*Text block*:
..............................

PRINCE: (LAUGHTER) Tell me about Gloria Swanson.
FLAKS: (LAUGHTER) What can I tell you? Later I saw her in a movie, that’s all. (LAUGHTER BY BOTH)
PRINCE: You didn’t even ask her to dance?
FLAKS: No. And it was a – it was a really mixed crowd. I’ll tell you who was on the boat, though that is sort of note in the Jewish circles. There is one of the Hasidic Rabbis, Lubavitch Rebbe. He came on the same boat from Riga.
PRINCE: His name – what was his name?
FLAKS: Schneerson. He lived – he was a sick man and it was an interesting story. He took a nurse with him – it was destined for her to survive and she was supposed to take care of him. He felt wonderful the whole trip and she was as sick as one can be. She just – she was the sickest person on board.
PRINCE: What were the Germans Jews saying?
FLAKS: Nothing, I mean, they were happy they were going to America.
PRINCE: No discussion of what was going on?
FLAKS: No, no, no, no.
PRINCE: That you were aware of?
PRINCE: Okay. Besides Gloria Swanson and the Lubavitch?
FLAKS: We spent a lot of time playing chess, but you see what happened. We went – we had some experiences on the boat. It was smooth sailing the first – the first…the beginning of the trip. We were going through – we went through Skagerak and Kategat, which are the streams between Denmark and the Scandinavian Peninsula, and everybody was afraid that the Germans mined it. So, one night we had to wear these life belts, just the documents with us. And everybody who could shoulder stations were to hang around for the night, you know, close to the life boats and the boat was all lit up like a lantern and we went very, very slowly, very slowly, because it was a neutral boat. So, that was quite an experience. Then we got into the Norwegian fjords. We went all the way north. It was the northern route that we took to avoid submarines and all that stuff.

..............................

*Set task 1*: List every sentence in the interview that PRINCE speaks and that ends with a question mark.
*Set task 2*: Quote the records word for word, starting at their first line and ending with the line that contains "pixel 81 19".
The interview and the records have nothing to do with each other.

..............................

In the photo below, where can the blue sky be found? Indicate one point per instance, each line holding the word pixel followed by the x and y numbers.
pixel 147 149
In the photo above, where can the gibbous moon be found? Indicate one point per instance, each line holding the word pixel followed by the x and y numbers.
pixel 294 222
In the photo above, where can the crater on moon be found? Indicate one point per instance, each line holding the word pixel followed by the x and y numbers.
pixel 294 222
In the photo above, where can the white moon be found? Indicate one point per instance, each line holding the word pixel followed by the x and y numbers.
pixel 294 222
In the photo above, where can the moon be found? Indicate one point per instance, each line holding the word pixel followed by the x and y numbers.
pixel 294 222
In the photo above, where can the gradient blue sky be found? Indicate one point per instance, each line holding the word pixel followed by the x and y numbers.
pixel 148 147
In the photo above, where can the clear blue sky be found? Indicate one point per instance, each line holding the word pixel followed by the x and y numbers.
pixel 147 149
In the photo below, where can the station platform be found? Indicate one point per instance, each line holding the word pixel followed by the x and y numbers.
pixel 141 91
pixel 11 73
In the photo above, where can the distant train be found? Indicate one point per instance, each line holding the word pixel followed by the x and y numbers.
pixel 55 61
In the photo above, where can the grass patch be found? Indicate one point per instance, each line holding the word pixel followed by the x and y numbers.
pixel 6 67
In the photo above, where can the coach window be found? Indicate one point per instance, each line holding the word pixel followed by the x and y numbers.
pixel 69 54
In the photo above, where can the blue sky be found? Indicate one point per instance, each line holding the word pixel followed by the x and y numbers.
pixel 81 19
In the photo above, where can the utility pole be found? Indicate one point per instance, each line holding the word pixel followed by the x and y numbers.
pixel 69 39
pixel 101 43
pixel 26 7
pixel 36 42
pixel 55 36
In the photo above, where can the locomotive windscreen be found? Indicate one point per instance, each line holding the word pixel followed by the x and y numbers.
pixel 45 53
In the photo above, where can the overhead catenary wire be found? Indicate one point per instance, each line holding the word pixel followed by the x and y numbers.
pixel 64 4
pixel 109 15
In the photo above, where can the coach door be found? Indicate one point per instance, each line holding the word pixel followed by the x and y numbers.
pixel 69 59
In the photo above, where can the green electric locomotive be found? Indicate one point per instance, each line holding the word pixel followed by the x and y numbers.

..............................

*Full answer 1*:
- You didn't even ask her to dance?
- His name – what was his name?
- What were the Germans Jews saying?
- No discussion of what was going on?
- That you were aware of?
- Besides Gloria Swanson and the Lubavitch?

*Full answer 2*:
In the photo below, where can the blue sky be found? Indicate one point per instance, each line holding the word pixel followed by the x and y numbers.
pixel 147 149
In the photo above, where can the gibbous moon be found? Indicate one point per instance, each line holding the word pixel followed by the x and y numbers.
pixel 294 222
In the photo above, where can the crater on moon be found? Indicate one point per instance, each line holding the word pixel followed by the x and y numbers.
pixel 294 222
In the photo above, where can the white moon be found? Indicate one point per instance, each line holding the word pixel followed by the x and y numbers.
pixel 294 222
In the photo above, where can the moon be found? Indicate one point per instance, each line holding the word pixel followed by the x and y numbers.
pixel 294 222
In the photo above, where can the gradient blue sky be found? Indicate one point per instance, each line holding the word pixel followed by the x and y numbers.
pixel 148 147
In the photo above, where can the clear blue sky be found? Indicate one point per instance, each line holding the word pixel followed by the x and y numbers.
pixel 147 149
In the photo below, where can the station platform be found? Indicate one point per instance, each line holding the word pixel followed by the x and y numbers.
pixel 141 91
pixel 11 73
In the photo above, where can the distant train be found? Indicate one point per instance, each line holding the word pixel followed by the x and y numbers.
pixel 55 61
In the photo above, where can the grass patch be found? Indicate one point per instance, each line holding the word pixel followed by the x and y numbers.
pixel 6 67
In the photo above, where can the coach window be found? Indicate one point per instance, each line holding the word pixel followed by the x and y numbers.
pixel 69 54
In the photo above, where can the blue sky be found? Indicate one point per instance, each line holding the word pixel followed by the x and y numbers.
pixel 81 19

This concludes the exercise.